EXERCISE:
How many lines in the listing below contain the string "TARGET"? Reply with the number only.

GIVEN RECORDS:
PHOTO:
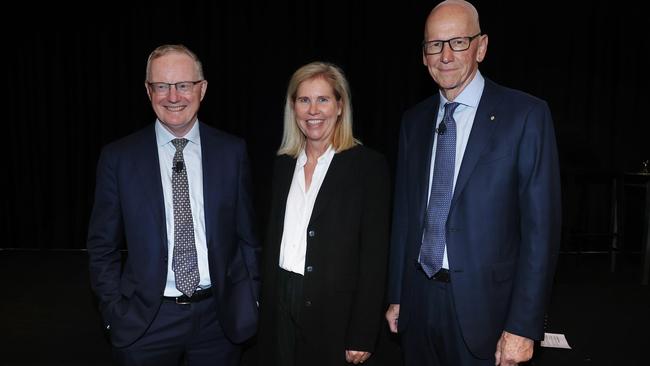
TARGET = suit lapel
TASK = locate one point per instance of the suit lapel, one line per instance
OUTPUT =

...

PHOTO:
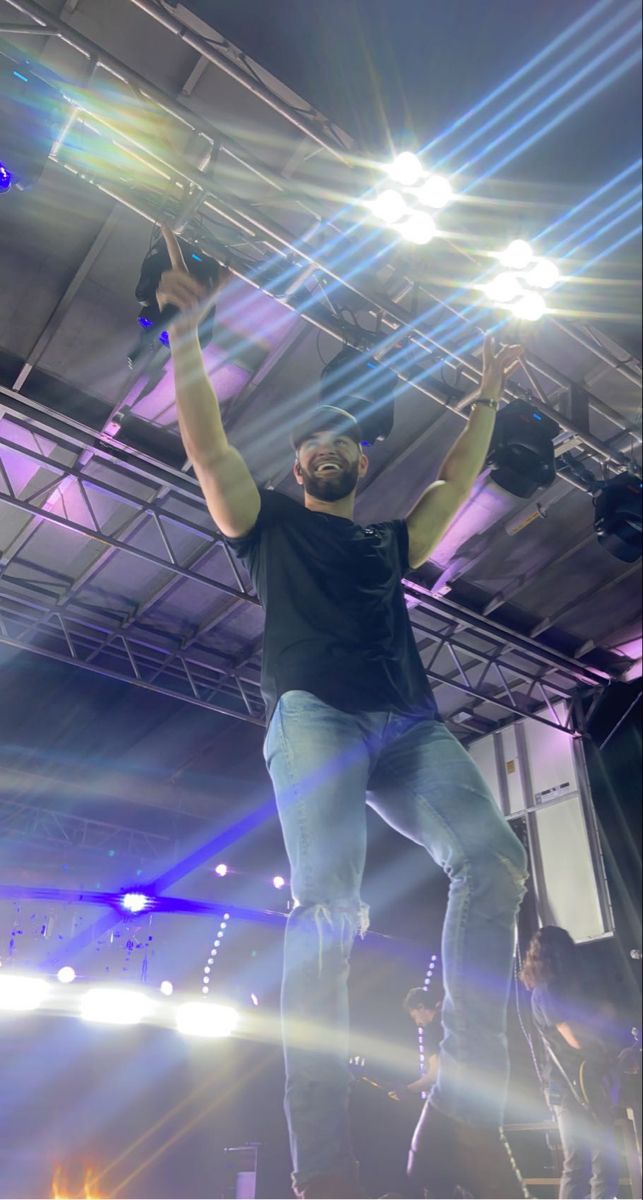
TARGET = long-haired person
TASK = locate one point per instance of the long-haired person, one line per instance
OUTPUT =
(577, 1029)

==

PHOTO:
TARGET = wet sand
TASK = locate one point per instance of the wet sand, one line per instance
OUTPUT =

SOLUTION FOR THIS TASK:
3